TASK INSTRUCTIONS -
Return every record exactly as written.

[Location labeling records]
····················
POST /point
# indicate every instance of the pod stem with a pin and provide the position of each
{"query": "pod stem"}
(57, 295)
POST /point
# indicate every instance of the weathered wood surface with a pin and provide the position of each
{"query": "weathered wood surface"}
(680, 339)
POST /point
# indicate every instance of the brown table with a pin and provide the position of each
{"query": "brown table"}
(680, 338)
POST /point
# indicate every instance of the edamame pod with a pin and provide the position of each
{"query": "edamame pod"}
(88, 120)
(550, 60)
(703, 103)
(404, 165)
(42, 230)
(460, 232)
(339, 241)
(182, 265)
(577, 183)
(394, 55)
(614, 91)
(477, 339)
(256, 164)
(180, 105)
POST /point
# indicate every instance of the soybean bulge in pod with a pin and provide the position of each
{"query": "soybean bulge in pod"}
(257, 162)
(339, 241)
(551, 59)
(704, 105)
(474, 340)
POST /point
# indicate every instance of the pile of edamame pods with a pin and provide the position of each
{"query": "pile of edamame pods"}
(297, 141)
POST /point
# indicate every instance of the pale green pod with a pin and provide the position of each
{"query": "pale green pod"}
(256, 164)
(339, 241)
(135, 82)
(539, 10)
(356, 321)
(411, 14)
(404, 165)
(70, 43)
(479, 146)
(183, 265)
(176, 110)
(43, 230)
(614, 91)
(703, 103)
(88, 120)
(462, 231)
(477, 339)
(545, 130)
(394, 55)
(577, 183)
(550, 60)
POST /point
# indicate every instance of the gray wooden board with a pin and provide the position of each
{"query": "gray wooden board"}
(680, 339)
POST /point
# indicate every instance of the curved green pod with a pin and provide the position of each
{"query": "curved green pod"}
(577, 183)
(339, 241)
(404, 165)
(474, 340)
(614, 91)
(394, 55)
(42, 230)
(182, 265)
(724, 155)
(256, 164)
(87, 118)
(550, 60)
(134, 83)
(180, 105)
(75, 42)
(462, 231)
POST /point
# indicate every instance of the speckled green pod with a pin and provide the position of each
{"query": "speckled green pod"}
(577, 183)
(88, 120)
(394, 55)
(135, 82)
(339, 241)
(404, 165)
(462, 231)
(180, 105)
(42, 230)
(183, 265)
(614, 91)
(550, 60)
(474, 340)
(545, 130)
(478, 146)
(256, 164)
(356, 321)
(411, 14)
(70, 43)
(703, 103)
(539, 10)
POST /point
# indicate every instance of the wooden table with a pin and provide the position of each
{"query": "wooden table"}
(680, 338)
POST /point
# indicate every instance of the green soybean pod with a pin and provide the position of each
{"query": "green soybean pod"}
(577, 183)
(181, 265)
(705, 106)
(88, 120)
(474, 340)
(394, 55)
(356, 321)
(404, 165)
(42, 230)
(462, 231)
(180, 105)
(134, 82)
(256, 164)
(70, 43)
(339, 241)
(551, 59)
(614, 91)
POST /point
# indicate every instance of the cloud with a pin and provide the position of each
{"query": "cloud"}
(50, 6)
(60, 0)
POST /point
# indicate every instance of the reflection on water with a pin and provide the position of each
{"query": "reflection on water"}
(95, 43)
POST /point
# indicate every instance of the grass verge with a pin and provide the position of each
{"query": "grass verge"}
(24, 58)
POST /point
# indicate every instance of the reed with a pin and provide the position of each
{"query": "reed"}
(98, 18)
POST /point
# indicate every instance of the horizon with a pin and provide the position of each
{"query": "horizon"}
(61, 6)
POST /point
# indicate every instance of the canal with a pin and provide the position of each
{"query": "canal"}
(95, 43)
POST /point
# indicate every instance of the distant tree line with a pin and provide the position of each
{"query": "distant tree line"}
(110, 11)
····················
FINISHED EXERCISE -
POST /point
# indicate every instance of the pod stem with a pin and provide the position of each
{"query": "pod stem"}
(57, 295)
POST /point
# indicate every instance of the weathered wood surface with a pin and provide the position of each
{"query": "weathered wood surface"}
(680, 339)
POST /point
# indicate every instance of the brown table with a pin and provide the position of each
{"query": "brown table"}
(680, 338)
POST /point
# indicate every instance of the edamame pod with a pin and provide the position of each
{"query": "edamame pod"}
(88, 120)
(550, 60)
(703, 103)
(404, 165)
(42, 230)
(460, 232)
(339, 241)
(182, 265)
(577, 183)
(394, 55)
(614, 91)
(477, 339)
(256, 164)
(180, 105)
POST /point
# indicate every instance of the soybean bulge in pod with a pin and provide the position of each
{"query": "soybean bulge in pod"}
(257, 162)
(339, 241)
(551, 59)
(704, 105)
(474, 340)
POST /point
# indicate every instance of the pile of edamame pods with a pin and provide the position of each
{"query": "pile of edamame pods"}
(297, 141)
POST /point
# indicate every instance of the pale green pod with a pin and provide the position of each
{"query": "pale green pod"}
(256, 164)
(339, 241)
(135, 82)
(539, 10)
(356, 321)
(411, 14)
(404, 165)
(70, 43)
(479, 146)
(183, 265)
(176, 110)
(43, 230)
(614, 91)
(703, 103)
(88, 120)
(462, 231)
(477, 339)
(545, 130)
(394, 55)
(577, 183)
(550, 60)
POST /point
# indicate every instance of the gray wooden board with a pin and provide the position of each
{"query": "gray wooden board"}
(680, 339)
POST /point
# indicate every instance of the curved green pod with a pin and provide the position of each
{"query": "curved green pod"}
(577, 183)
(339, 241)
(404, 165)
(474, 340)
(614, 91)
(394, 55)
(42, 230)
(182, 265)
(724, 155)
(256, 164)
(87, 118)
(550, 60)
(134, 83)
(180, 105)
(75, 42)
(462, 231)
POST /point
# indicate every instance of the speckled green pod with a pin and provide the position of each
{"query": "speckled green pod"}
(577, 183)
(88, 120)
(394, 55)
(135, 82)
(339, 241)
(404, 165)
(462, 231)
(180, 105)
(42, 230)
(183, 265)
(614, 91)
(550, 60)
(474, 340)
(545, 130)
(478, 146)
(256, 164)
(356, 321)
(411, 14)
(70, 43)
(703, 103)
(539, 10)
POST /point
# indicate every instance of the wooden table with a pin and provide the position of each
{"query": "wooden table"}
(680, 338)
POST /point
# indicate every instance of the green soybean pod with a pin and provide the position of each
{"query": "green soybean pod"}
(577, 183)
(181, 265)
(705, 106)
(88, 120)
(474, 340)
(394, 55)
(356, 321)
(404, 165)
(42, 230)
(462, 231)
(180, 105)
(134, 82)
(256, 164)
(70, 43)
(339, 241)
(551, 59)
(614, 91)
POST /point
# indicate every instance of the cloud with a pin and provide the position of each
{"query": "cloud"}
(50, 6)
(60, 0)
POST /point
# indicate every instance of the reflection on water with a pin and provide the position of each
{"query": "reflection on water"}
(95, 43)
POST /point
# indicate every instance of the grass verge with a pin and provide the position of each
{"query": "grass verge"}
(24, 58)
POST /point
# indicate every instance of the reed with a pin and provide the position of each
{"query": "reed"}
(98, 18)
POST /point
# indicate every instance of the horizon with a pin and provide the position of each
{"query": "horizon"}
(61, 6)
POST /point
# indicate every instance of the canal with a pin and provide the position of each
{"query": "canal"}
(95, 43)
POST /point
# indicate every instance of the distant tree line with a pin and provide the position of each
{"query": "distant tree line"}
(110, 11)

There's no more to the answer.